*Extracted text*
%%

Skip to main content

dtool lookup server plugin for querying dataset dependency graphs

Project description

GitHub Workflow Status PyPI GitHub tag (latest by date)

Features

  • Use a dataset UUID to lookup all datasets within the same dependency graph

  • Build views on dataset dependency trees based on arbitrary connecting keys

Introduction

dtool is a command line tool for packaging data and metadata into a dataset. A dtool dataset manages data and metadata without the need for a central database.

However, if one has to manage more than a hundred datasets it can be helpful to have the datasets’ metadata stored in a central server to enable one to quickly find datasets of interest.

The dtool-lookup-server provides a web API for registering datasets’ metadata and provides functionality to lookup, list and search for datasets.

This plugin enables the dtool-lookup-server to directly provide all datasets within a specific dependency graph.

Installation

Install the dtool lookup server dependency graph plugin

$ pip install dtool-lookup-server-dependency-graph-plugin

Setup and configuration

Configure plugin behavior

With

export DTOOL_LOOKUP_SERVER_ENABLE_DEPENDENCY_VIEW=True

the underlying database will offer a view on the default collection. This view offers an on-the-fly-generated collection of undirected per-dataset adjacency lists in order to facilitate searching dataset dependeny graphs in both directions. With

export DTOOL_LOOKUP_SERVER_FORCE_REBUILD_DEPENDENCY_VIEW=True

this view is reestablished at every query. This is required to apply changes to related options, such as the JSON-formatted list

export DTOOL_LOOKUP_SERVER_DEPENDENCY_KEYS='["readme.derived_from.uuid", "annotations.source_dataset_uuid"]'

which indicates at which keys to look for source dataset(s) by UUID. The example above illustrates the default. All keys are treated equivalently and nested fields are separated by the dot (.). The actual nesting hierarchy does not matter. This means, for example, both structures evaluate equivalently in the following

{'readme': {'derived_from': {'uuid':
    ['8ecd8e05-558a-48e2-b563-0c9ea273e71e',
     'faa44606-cb86-4877-b9ea-643a3777e021']}}}

{'readme': {'derived_from':
    [{'uuid': '8ecd8e05-558a-48e2-b563-0c9ea273e71e'},
     {'uuid': 'faa44606-cb86-4877-b9ea-643a3777e021'}]}}

Setting

export DTOOL_LOOKUP_SERVER_DYNAMIC_DEPENDENCY_KEYS=True

will allow the client side to request graphs spanned by arbitrary dependency keys (see below). The related options

export DTOOL_LOOKUP_SERVER_MONGO_DEPENDENCY_VIEW_PREFIX=dep
export DTOOL_LOOKUP_SERVER_MONGO_DEPENDENCY_VIEW_BOOKKEEPING=dep_views
export DTOOL_LOOKUP_SERVER_MONGO_DEPENDENCY_VIEW_CACHE_SIZE=10

control internal behavior. See source code and examples below.

Note that the above exports containing JSON syntax are formatted for usage in bash. Enclosing single quotes are not to be part of the actual variable value when environment variables are configured elsewhere.

%%

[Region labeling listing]
%%

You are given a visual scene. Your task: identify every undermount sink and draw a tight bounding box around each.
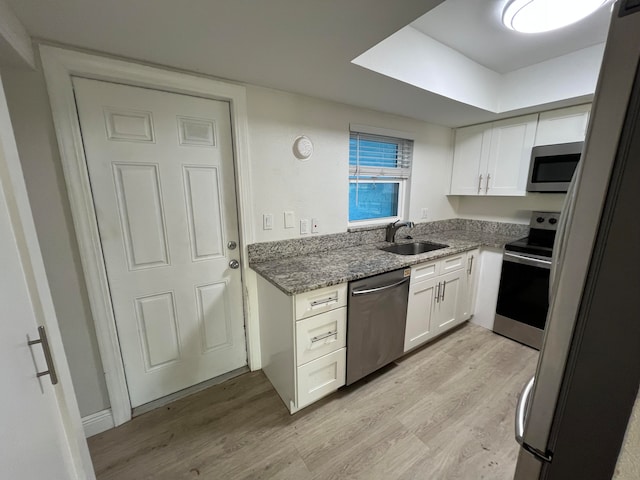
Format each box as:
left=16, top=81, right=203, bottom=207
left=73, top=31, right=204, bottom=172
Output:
left=380, top=242, right=449, bottom=255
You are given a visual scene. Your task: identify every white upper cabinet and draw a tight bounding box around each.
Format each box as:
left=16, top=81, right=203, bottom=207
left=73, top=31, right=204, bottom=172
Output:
left=484, top=114, right=538, bottom=195
left=451, top=124, right=491, bottom=195
left=450, top=114, right=538, bottom=196
left=535, top=104, right=591, bottom=145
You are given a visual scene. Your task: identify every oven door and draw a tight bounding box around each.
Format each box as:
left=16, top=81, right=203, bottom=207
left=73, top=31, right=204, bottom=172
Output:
left=493, top=251, right=551, bottom=349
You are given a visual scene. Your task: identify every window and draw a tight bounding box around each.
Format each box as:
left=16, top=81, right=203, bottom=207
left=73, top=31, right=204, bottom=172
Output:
left=349, top=132, right=413, bottom=225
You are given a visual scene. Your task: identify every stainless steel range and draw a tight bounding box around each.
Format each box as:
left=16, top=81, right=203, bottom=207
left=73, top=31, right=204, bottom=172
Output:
left=493, top=212, right=560, bottom=350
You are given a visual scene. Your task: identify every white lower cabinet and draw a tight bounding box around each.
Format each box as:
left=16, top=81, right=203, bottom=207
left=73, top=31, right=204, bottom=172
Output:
left=404, top=252, right=471, bottom=352
left=258, top=276, right=347, bottom=413
left=292, top=348, right=347, bottom=413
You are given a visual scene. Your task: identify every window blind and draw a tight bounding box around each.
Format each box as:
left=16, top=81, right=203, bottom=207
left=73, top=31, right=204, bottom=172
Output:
left=349, top=132, right=413, bottom=179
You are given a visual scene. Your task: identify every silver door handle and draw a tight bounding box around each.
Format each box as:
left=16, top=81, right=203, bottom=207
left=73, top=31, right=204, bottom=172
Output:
left=311, top=330, right=338, bottom=343
left=351, top=277, right=411, bottom=297
left=27, top=327, right=58, bottom=385
left=516, top=377, right=536, bottom=445
left=504, top=252, right=551, bottom=270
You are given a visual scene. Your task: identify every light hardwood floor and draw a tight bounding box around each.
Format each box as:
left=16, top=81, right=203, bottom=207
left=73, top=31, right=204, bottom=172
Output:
left=89, top=324, right=538, bottom=480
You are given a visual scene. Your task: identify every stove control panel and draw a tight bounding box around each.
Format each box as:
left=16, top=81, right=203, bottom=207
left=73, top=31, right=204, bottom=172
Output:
left=529, top=212, right=560, bottom=230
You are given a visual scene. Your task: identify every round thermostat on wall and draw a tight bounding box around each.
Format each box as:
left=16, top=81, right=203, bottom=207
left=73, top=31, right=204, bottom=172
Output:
left=293, top=135, right=313, bottom=160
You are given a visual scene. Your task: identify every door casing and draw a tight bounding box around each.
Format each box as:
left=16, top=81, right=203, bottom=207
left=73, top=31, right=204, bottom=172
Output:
left=40, top=45, right=261, bottom=425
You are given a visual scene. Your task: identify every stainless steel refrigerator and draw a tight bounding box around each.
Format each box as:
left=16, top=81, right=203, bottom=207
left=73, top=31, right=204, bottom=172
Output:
left=515, top=0, right=640, bottom=480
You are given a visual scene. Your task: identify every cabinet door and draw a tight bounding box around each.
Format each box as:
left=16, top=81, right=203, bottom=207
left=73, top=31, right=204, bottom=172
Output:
left=404, top=279, right=438, bottom=352
left=433, top=270, right=467, bottom=334
left=535, top=104, right=591, bottom=145
left=462, top=249, right=480, bottom=320
left=450, top=124, right=491, bottom=195
left=482, top=114, right=538, bottom=196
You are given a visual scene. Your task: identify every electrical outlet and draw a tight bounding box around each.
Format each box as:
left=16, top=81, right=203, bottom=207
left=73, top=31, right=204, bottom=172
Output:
left=262, top=213, right=273, bottom=230
left=284, top=212, right=294, bottom=228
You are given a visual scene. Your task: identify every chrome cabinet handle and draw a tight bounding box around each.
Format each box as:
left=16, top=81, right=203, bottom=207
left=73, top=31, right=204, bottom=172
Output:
left=516, top=377, right=536, bottom=445
left=311, top=330, right=338, bottom=343
left=309, top=297, right=338, bottom=308
left=27, top=327, right=58, bottom=385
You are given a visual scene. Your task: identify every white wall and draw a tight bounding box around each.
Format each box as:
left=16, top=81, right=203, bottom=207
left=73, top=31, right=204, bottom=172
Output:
left=613, top=394, right=640, bottom=480
left=2, top=62, right=109, bottom=416
left=247, top=86, right=457, bottom=242
left=456, top=193, right=565, bottom=223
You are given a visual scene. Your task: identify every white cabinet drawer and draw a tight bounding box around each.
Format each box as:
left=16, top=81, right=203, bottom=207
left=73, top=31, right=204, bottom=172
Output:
left=296, top=307, right=347, bottom=366
left=411, top=261, right=440, bottom=285
left=295, top=283, right=347, bottom=320
left=298, top=348, right=347, bottom=408
left=439, top=252, right=467, bottom=274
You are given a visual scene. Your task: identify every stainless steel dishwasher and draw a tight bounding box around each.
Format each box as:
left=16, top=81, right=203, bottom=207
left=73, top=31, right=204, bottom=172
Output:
left=346, top=268, right=411, bottom=385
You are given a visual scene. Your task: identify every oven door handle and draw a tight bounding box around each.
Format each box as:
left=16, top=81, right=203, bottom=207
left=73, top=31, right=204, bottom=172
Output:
left=504, top=252, right=551, bottom=270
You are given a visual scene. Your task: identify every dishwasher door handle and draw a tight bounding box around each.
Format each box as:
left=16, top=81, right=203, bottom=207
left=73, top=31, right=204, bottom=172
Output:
left=351, top=277, right=411, bottom=297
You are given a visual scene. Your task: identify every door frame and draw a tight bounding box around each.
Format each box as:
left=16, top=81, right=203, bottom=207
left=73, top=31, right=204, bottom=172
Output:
left=40, top=44, right=261, bottom=425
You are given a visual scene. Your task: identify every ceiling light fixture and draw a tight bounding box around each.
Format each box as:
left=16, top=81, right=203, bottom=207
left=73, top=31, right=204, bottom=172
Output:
left=502, top=0, right=609, bottom=33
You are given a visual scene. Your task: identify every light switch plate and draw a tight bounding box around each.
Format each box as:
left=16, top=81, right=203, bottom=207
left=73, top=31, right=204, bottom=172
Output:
left=262, top=213, right=273, bottom=230
left=284, top=212, right=294, bottom=228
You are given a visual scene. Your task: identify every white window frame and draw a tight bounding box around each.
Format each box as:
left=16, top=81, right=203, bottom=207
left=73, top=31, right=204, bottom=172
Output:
left=347, top=123, right=415, bottom=228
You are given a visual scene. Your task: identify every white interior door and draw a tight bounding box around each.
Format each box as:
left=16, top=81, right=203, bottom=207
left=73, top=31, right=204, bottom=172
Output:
left=0, top=74, right=95, bottom=480
left=73, top=78, right=247, bottom=407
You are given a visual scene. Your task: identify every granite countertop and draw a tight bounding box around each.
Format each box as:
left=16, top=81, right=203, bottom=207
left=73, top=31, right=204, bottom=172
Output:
left=250, top=230, right=522, bottom=295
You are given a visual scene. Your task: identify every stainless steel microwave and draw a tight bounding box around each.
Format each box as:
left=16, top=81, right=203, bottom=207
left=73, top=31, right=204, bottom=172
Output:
left=527, top=142, right=584, bottom=192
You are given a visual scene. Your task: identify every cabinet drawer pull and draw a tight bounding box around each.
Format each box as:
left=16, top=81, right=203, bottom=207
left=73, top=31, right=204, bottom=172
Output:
left=311, top=330, right=338, bottom=343
left=310, top=297, right=338, bottom=308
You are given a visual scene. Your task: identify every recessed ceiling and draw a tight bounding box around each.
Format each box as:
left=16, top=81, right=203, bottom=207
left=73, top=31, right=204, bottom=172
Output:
left=411, top=0, right=611, bottom=73
left=5, top=0, right=606, bottom=126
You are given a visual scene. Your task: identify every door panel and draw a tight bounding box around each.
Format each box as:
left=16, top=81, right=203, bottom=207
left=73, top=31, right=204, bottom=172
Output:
left=0, top=74, right=90, bottom=480
left=435, top=270, right=466, bottom=330
left=404, top=280, right=437, bottom=352
left=73, top=78, right=247, bottom=407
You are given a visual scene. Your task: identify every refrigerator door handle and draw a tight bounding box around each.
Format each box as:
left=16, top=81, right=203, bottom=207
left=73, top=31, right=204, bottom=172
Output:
left=516, top=377, right=536, bottom=445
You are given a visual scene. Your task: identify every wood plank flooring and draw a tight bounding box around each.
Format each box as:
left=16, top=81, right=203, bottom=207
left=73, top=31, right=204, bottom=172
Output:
left=89, top=324, right=538, bottom=480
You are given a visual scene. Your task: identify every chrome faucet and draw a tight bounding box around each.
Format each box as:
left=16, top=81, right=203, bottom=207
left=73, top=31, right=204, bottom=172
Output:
left=385, top=220, right=415, bottom=243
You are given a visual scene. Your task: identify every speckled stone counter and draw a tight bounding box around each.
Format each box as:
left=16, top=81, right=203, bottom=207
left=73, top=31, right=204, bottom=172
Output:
left=250, top=222, right=527, bottom=295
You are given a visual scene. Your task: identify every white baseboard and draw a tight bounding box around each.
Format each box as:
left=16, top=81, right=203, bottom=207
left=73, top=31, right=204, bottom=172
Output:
left=82, top=408, right=115, bottom=438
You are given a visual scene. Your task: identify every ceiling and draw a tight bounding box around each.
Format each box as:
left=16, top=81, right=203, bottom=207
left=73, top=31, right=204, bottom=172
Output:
left=5, top=0, right=606, bottom=126
left=411, top=0, right=610, bottom=73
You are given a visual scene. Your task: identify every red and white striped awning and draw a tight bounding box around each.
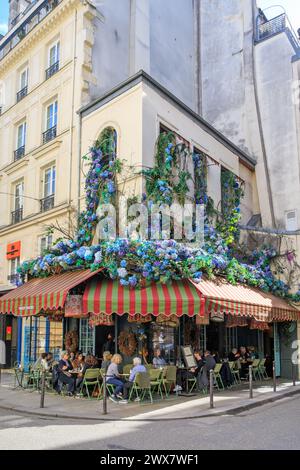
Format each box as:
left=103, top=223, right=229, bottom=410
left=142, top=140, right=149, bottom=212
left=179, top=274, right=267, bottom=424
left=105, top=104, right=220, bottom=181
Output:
left=0, top=269, right=96, bottom=316
left=193, top=278, right=300, bottom=322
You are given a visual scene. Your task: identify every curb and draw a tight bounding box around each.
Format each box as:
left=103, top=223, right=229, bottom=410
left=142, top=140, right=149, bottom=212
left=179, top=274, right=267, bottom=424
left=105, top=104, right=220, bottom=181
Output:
left=0, top=389, right=300, bottom=422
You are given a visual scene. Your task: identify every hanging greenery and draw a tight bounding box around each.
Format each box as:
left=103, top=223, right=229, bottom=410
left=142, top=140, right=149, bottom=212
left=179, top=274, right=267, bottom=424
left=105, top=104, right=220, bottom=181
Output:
left=15, top=131, right=300, bottom=302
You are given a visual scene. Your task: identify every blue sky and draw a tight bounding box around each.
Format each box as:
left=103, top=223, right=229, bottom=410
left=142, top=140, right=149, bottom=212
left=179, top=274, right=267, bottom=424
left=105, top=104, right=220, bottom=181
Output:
left=0, top=0, right=300, bottom=34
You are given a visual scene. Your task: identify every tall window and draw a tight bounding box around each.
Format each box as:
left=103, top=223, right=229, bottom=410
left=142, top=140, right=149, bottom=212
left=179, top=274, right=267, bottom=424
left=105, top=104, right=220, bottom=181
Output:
left=48, top=42, right=60, bottom=67
left=43, top=101, right=57, bottom=144
left=14, top=181, right=24, bottom=211
left=40, top=235, right=52, bottom=255
left=46, top=101, right=57, bottom=130
left=17, top=122, right=26, bottom=149
left=44, top=166, right=56, bottom=197
left=17, top=68, right=28, bottom=101
left=8, top=257, right=20, bottom=285
left=46, top=42, right=60, bottom=80
left=41, top=166, right=56, bottom=212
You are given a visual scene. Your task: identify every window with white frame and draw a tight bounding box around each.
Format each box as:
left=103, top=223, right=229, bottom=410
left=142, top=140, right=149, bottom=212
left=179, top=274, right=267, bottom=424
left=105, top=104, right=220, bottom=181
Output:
left=40, top=235, right=52, bottom=255
left=16, top=121, right=26, bottom=149
left=14, top=181, right=24, bottom=211
left=19, top=68, right=28, bottom=90
left=46, top=101, right=57, bottom=130
left=48, top=41, right=60, bottom=67
left=44, top=165, right=56, bottom=198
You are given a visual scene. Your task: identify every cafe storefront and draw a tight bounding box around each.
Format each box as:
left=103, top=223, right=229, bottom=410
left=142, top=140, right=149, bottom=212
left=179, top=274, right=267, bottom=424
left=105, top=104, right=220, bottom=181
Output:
left=0, top=270, right=299, bottom=375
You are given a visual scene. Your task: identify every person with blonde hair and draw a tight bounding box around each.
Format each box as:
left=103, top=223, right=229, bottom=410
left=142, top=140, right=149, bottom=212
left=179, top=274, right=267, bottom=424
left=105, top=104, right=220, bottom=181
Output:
left=106, top=354, right=128, bottom=403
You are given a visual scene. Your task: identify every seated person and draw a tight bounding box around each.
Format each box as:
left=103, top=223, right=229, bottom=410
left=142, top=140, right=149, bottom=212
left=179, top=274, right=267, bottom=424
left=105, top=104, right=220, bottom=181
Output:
left=228, top=348, right=240, bottom=362
left=72, top=351, right=85, bottom=371
left=152, top=348, right=167, bottom=369
left=106, top=354, right=127, bottom=403
left=101, top=351, right=112, bottom=370
left=58, top=351, right=75, bottom=396
left=174, top=350, right=204, bottom=392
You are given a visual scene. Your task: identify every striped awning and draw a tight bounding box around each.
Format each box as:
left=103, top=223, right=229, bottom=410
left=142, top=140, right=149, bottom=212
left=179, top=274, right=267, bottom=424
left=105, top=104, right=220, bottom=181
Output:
left=194, top=278, right=300, bottom=322
left=83, top=279, right=204, bottom=317
left=0, top=269, right=96, bottom=316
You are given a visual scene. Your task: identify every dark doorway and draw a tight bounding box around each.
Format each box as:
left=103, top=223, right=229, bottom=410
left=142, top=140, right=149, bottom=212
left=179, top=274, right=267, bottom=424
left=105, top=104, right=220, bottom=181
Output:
left=95, top=326, right=115, bottom=358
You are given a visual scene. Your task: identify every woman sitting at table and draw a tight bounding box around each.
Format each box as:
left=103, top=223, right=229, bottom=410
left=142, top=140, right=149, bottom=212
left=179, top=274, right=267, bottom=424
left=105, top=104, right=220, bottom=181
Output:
left=106, top=354, right=127, bottom=403
left=152, top=348, right=167, bottom=369
left=58, top=351, right=76, bottom=396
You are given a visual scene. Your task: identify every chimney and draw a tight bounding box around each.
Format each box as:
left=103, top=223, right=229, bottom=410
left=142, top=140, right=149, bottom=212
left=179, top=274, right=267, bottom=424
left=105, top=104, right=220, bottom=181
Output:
left=8, top=0, right=32, bottom=29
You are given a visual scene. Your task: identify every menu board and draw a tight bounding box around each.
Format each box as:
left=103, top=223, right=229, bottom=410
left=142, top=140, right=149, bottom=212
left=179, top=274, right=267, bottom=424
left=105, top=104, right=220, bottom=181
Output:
left=181, top=346, right=197, bottom=369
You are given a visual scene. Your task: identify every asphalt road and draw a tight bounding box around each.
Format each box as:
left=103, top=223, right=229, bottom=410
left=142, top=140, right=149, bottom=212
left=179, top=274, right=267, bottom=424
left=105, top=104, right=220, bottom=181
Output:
left=0, top=397, right=300, bottom=450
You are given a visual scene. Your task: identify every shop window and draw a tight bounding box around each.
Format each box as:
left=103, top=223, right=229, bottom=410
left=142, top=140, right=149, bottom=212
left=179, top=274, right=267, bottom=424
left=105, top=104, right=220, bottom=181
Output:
left=79, top=318, right=95, bottom=356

%%

*Objectives*
• 1. In the dtool plugin description, which environment variable makes the dependency view get rebuilt at every query?
• 2. Carry on writing the dtool plugin description, starting right after its last sentence.

*Task answers*
• 1. DTOOL_LOOKUP_SERVER_FORCE_REBUILD_DEPENDENCY_VIEW, set to True.

• 2.
The dtool lookup server API

The dtool lookup server makes use of the Authorized header to pass through the JSON web token for authorization. Below we create environment variables for the token and the header used in the curl commands

$ TOKEN=$(flask user token olssont)
$ HEADER="Authorization: Bearer $TOKEN"

Standard user usage

Looking up dependency graphs based on a dataset’s UUID

A dataset can be derived from one or several source datasets, usually by machine-generated annotations attached via the Python API at dataset creation time, or manually by recording the UUIDs of parent datasets in some arbitrary fields within the README.yml. If configured appropriately, querying the server directly for all datasets within the same dependency graph by UUID is possible, i.e.

$ UUID=41a2e3e2-0c01-444f-bd7d-f9bb45512373
$ curl -H "$HEADER" http://localhost:5000/graph/lookup/$UUID

Looking up a dependency graph by UUID will result in unique per-UUID hits. As it is possible for a dataset to be registered in more than one base URI, the query will yield one arbitrary hit in such a case.

Looking up graphs spanned by arbitrary dependency keys

If DTOOL_LOOKUP_SERVER_DYNAMIC_DEPENDENCY_KEYS=True, then the client may ask the server to explore a graph spanned by dependency keys differing from the server-side defaults in DTOOL_LOOKUP_SERVER_DEPENDENCY_KEYS. This happens as above, but with via a POST request with a JSON-formatted list of desired dependency keys attached

$ curl -H "$HEADER" -H "Content-Type: application/json"  \
    -X POST -d  \
    '["annotations.source_dataset_uuid","readme.derived_from.uuid"]'
    http://localhost:5000/graph/lookup/$UUID

If a view for this particular set of keys does not exist yet, the server will generate and cache it on-the-fly. This can be observed in the mongo shell

$ mongo

> show dbs
admin       0.000GB
config      0.000GB
dtool_info  0.020GB
local       0.000GB

> use dtool_info
switched to db dtool_info

> show collections
datasets
dep:2020-10-05T01:22:39.581592
dep:2020-10-06T21:45:00.525410
dep:2020-10-06T21:45:28.495903
dep_views
dependencies
system.views

Here, all dep-prefixed collections are dependency views for distinct sets of keys. The bookkeeping collection``dep_views`` holds records of all dependency view - key set mappings together with the latest access

> db.dep_views.find()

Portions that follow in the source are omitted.